* [Aim of the task]
Please return all of the data exactly as written.

Records from a data source
Content starts

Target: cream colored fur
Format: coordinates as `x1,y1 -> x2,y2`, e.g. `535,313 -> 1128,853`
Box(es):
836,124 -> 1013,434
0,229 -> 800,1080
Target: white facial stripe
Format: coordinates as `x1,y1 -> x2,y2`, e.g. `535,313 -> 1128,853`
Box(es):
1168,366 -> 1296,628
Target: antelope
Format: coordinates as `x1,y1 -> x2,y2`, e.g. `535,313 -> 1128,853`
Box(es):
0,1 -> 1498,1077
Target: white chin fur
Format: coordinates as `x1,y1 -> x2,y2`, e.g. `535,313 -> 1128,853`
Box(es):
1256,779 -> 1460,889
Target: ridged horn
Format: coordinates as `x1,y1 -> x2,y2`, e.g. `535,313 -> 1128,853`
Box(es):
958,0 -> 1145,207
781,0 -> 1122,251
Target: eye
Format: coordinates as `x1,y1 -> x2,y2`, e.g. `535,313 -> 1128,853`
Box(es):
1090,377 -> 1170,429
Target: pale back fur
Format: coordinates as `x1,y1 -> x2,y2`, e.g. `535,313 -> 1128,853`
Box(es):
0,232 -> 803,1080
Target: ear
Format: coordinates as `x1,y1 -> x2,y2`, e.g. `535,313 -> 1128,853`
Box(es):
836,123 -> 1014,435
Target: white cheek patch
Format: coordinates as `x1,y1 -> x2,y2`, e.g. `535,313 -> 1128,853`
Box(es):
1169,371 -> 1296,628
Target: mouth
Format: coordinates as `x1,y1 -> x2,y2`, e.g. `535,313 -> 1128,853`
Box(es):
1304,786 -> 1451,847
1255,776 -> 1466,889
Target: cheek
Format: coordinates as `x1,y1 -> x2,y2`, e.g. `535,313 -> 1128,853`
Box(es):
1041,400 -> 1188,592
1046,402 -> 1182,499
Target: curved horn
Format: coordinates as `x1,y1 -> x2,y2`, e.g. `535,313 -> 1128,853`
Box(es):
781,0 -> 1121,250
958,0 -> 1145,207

Content ends

* [Response for this exercise]
Target: cream colored fur
Format: coordinates as `x1,y1 -> x2,y2`, e.g. `535,313 -> 1128,853`
Box(es):
836,124 -> 1013,434
0,229 -> 800,1080
Target: white facial stripe
Format: coordinates as `x1,y1 -> x2,y2`, e.g. `535,313 -> 1128,853`
Box(es):
1168,366 -> 1296,628
Target: antelope
Format: coordinates as `x1,y1 -> x2,y2`, e.g. `535,313 -> 1128,853`
Box(es):
0,1 -> 1498,1077
Target: white chin fur
Format: coordinates as `x1,y1 -> x2,y2`, e.g. `535,313 -> 1128,853`
Box(es):
1256,779 -> 1460,889
Target: ridged horn
Format: coordinates as `x1,y1 -> x2,y2`, e.g. `535,313 -> 1128,853`
Box(es):
958,0 -> 1145,207
781,0 -> 1122,251
Target: eye
Format: coordinates as `x1,y1 -> x2,y2`, e.g. `535,313 -> 1128,853`
Box(es):
1090,377 -> 1170,429
Target: pale back fur
Format: coordinates as `x1,y1 -> x2,y2`, e.g. `535,313 -> 1128,853`
Box(es):
0,232 -> 803,1080
Target: ear
Format: coordinates as `x1,y1 -> x2,y2`, e.g. `535,313 -> 1128,853`
Box(es):
836,123 -> 1014,435
Target: white cheek patch
Format: coordinates as `x1,y1 -> x2,y2`, e.g. `535,313 -> 1128,853`
Box(es):
1169,371 -> 1296,628
Target: mouth
Format: coordinates as `x1,y1 -> x2,y2`, e.g. `535,313 -> 1128,853`
Box(es):
1304,786 -> 1451,847
1255,776 -> 1466,889
Target: cheek
Format: coordinates as `x1,y1 -> x2,y2`, e.g. `535,313 -> 1128,853`
Box(es):
1041,400 -> 1188,592
1046,402 -> 1182,499
Target: curved horn
Format: coordinates as `x1,y1 -> x2,y2`, e.g. `535,313 -> 1128,853`
Box(es):
781,0 -> 1121,250
958,0 -> 1145,207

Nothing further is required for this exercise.